[Selected text]

When I was a junior in high school, I fell into quite a depression without knowing the clinical terminology for the condition. Now it seems to me that depression is a doorway to more severe mental illness, as well as to substance abuse. These things are colloquially known as “demons.” And after all, maybe certain kinds of music really are unhealthy for the soul. How can we guard against darkness and look instead for the sunshine?

Two o’clock. Some music simply strikes me as intrinsically beautiful. Right now I remember the sound of “It’s My Life” by Talk Talk, with the words, “Funny how I plowed myself an avenue…” Around the same time, I was reading an arabesque by Lovecraft full of fantastic images, such as being aboard ship on a transparent sea and peering down at the life on the ocean floor. And again, these things are not taught in a manual like Sound and Sense

Above the Fog Cover

Five o’clock.

[/Selected text]

=== What is being asked ===
Rewrite the passage on depression and music from the words "When I was a" through "for the sunshine?", putting "gloom" in place of "darkness".

[Supplied entries]

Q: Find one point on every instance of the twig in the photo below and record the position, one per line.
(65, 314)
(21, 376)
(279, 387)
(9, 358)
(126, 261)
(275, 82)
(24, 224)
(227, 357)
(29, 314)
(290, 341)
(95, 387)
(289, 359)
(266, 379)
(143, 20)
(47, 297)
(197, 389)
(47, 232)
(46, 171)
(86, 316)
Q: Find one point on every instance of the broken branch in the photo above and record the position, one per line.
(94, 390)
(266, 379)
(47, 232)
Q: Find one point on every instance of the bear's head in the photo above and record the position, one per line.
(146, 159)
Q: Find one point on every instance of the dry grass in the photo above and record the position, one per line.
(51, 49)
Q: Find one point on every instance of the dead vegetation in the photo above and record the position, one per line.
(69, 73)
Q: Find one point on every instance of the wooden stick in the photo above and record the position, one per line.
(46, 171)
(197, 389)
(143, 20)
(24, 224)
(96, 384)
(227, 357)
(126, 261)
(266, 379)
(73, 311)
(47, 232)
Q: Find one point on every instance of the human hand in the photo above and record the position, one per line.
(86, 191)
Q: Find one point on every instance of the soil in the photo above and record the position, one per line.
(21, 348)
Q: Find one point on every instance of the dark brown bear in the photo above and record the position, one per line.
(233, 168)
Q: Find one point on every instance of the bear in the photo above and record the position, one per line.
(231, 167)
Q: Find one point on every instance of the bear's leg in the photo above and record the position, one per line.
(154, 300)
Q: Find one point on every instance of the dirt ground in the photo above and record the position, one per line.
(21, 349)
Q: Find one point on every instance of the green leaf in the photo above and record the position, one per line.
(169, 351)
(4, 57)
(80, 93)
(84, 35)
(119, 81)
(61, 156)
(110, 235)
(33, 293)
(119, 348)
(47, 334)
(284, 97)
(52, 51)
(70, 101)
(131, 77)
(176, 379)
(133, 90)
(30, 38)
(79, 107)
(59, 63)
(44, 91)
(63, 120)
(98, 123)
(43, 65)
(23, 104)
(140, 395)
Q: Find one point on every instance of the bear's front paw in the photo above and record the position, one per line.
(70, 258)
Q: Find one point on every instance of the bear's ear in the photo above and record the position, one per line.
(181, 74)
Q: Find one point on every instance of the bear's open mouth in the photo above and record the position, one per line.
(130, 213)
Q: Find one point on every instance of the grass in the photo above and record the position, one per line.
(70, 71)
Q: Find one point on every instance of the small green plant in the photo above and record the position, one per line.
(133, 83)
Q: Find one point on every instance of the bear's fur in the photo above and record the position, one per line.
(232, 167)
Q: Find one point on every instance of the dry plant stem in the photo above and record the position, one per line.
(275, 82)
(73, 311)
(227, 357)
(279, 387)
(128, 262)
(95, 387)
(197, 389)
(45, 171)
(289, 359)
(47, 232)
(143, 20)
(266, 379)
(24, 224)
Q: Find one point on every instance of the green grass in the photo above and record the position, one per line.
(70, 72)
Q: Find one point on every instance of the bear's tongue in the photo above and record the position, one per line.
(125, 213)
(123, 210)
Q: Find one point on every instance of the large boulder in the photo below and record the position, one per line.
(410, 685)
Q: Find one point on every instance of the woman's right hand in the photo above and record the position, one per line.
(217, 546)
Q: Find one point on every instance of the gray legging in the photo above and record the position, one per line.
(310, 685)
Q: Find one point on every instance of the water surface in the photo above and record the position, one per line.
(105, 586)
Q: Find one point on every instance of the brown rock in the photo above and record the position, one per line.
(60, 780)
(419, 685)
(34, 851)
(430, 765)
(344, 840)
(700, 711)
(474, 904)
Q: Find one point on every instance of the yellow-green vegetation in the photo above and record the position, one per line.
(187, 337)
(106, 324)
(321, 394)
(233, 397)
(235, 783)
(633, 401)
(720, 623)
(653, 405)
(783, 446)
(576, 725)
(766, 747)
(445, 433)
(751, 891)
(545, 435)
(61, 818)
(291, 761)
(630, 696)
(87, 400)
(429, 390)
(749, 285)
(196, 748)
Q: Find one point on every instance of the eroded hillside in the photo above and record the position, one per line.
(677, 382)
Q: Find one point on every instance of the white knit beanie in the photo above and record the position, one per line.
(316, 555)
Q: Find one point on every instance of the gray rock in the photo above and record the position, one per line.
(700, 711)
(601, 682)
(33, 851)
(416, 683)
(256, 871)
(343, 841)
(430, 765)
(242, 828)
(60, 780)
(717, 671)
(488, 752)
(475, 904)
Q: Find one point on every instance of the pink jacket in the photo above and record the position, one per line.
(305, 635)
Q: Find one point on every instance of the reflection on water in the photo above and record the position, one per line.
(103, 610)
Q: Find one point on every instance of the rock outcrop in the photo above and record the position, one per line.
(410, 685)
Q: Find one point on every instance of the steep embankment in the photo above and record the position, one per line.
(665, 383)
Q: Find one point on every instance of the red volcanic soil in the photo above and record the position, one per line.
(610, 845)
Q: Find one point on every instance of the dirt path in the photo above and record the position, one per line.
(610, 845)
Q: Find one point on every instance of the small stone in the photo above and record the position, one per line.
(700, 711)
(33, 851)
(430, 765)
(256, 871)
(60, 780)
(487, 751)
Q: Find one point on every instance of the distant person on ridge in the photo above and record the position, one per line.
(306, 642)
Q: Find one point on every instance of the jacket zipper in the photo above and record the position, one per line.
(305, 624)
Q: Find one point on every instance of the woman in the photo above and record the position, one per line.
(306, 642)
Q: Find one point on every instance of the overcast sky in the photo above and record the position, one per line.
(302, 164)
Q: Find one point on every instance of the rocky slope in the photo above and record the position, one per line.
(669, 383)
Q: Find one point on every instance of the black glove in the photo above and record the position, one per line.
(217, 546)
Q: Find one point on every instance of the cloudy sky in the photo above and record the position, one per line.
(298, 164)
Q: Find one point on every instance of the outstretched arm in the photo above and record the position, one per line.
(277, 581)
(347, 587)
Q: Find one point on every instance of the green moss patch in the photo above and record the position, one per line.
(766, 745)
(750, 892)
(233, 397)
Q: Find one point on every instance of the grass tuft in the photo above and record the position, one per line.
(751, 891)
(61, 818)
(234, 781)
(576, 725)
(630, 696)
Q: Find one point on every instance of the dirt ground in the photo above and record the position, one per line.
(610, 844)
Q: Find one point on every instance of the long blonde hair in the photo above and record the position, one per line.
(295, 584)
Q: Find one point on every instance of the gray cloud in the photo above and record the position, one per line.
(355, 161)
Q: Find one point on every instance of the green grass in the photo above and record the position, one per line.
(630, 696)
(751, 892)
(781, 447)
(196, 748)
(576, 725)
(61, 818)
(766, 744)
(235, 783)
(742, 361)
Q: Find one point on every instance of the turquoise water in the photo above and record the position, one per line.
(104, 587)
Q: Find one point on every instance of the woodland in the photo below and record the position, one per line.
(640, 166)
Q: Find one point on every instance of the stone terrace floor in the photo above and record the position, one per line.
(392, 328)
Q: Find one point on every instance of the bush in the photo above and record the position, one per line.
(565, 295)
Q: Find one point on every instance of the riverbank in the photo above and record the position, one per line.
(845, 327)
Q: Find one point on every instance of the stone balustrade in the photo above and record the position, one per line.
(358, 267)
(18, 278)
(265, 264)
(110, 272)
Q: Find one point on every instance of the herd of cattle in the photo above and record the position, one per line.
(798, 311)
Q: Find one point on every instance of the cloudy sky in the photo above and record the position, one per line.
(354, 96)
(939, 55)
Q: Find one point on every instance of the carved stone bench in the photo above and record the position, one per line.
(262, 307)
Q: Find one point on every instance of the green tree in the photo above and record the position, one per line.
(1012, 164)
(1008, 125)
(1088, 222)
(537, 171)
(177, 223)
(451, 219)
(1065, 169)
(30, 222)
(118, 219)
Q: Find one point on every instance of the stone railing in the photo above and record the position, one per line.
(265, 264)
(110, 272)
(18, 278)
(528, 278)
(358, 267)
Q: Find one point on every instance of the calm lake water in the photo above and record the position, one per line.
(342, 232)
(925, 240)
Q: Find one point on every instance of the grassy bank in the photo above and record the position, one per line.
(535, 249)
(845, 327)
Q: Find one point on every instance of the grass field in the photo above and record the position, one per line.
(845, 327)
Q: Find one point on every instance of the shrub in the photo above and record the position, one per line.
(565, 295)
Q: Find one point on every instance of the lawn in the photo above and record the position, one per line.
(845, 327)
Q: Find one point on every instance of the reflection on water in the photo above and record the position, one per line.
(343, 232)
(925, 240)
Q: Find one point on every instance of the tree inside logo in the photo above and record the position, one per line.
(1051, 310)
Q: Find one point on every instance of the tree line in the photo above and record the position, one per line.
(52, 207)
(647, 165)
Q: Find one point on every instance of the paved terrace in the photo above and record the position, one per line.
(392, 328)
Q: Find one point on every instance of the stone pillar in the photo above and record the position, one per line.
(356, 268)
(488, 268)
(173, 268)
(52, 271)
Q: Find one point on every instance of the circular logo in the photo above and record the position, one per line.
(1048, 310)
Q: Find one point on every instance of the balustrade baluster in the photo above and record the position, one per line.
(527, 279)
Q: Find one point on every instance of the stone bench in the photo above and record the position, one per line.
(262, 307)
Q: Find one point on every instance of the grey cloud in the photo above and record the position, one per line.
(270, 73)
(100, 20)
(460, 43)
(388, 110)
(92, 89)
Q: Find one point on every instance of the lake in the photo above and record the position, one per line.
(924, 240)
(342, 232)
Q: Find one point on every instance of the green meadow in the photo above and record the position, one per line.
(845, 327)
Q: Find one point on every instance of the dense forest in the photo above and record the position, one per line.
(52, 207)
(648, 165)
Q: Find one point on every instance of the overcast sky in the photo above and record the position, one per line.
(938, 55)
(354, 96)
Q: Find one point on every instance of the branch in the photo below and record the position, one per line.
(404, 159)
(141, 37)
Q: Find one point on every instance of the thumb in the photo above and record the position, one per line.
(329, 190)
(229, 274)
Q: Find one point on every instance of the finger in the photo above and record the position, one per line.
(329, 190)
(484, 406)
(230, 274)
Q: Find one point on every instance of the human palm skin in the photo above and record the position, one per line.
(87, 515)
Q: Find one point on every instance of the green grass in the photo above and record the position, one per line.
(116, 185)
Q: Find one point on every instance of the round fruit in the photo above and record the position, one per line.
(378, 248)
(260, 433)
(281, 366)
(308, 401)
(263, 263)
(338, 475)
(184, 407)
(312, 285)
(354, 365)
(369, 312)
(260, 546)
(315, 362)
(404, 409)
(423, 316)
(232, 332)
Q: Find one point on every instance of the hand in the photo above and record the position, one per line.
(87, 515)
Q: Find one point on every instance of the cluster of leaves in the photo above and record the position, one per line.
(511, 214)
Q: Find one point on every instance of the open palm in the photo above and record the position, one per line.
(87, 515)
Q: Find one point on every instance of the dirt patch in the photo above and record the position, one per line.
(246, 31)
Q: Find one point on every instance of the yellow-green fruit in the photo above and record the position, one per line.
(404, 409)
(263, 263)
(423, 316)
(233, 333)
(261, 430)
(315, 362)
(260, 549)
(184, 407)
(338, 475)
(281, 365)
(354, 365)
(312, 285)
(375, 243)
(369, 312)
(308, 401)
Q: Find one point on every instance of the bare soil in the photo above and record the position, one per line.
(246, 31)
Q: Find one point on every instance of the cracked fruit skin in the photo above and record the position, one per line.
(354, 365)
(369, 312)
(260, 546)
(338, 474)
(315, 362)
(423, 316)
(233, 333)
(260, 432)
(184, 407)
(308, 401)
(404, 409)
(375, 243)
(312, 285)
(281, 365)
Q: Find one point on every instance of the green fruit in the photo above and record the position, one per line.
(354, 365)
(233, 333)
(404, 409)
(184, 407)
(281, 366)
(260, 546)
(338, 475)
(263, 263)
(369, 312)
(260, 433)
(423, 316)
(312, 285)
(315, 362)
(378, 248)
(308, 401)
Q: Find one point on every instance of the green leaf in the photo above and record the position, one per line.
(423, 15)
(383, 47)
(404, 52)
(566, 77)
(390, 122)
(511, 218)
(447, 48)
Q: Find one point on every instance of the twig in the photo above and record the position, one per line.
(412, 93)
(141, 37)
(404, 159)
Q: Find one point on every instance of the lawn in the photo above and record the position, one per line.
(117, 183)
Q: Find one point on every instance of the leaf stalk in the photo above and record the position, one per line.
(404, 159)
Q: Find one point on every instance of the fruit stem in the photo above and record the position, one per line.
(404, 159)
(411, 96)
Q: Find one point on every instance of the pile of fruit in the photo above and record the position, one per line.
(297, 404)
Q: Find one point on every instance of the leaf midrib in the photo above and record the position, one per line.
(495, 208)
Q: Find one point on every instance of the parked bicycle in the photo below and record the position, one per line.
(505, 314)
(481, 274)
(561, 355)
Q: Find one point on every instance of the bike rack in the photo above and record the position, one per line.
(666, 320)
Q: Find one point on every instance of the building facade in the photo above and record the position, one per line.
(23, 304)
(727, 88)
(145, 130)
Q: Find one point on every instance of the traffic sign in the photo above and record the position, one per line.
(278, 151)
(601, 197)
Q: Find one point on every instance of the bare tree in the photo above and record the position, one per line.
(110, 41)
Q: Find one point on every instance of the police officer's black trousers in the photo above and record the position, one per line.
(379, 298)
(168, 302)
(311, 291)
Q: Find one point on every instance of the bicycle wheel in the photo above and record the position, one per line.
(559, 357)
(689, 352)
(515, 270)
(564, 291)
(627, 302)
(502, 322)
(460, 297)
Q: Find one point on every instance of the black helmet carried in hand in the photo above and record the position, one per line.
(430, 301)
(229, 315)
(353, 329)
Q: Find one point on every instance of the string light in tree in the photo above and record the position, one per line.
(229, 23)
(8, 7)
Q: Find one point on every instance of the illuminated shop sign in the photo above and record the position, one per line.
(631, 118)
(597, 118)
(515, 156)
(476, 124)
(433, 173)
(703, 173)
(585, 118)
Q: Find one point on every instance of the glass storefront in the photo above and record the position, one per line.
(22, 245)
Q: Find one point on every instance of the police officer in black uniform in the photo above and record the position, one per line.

[/Supplied entries]

=== Result of the exercise ===
When I was a junior in high school, I fell into quite a depression without knowing the clinical terminology for the condition. Now it seems to me that depression is a doorway to more severe mental illness, as well as to substance abuse. These things are colloquially known as “demons.” And after all, maybe certain kinds of music really are unhealthy for the soul. How can we guard against gloom and look instead for the sunshine?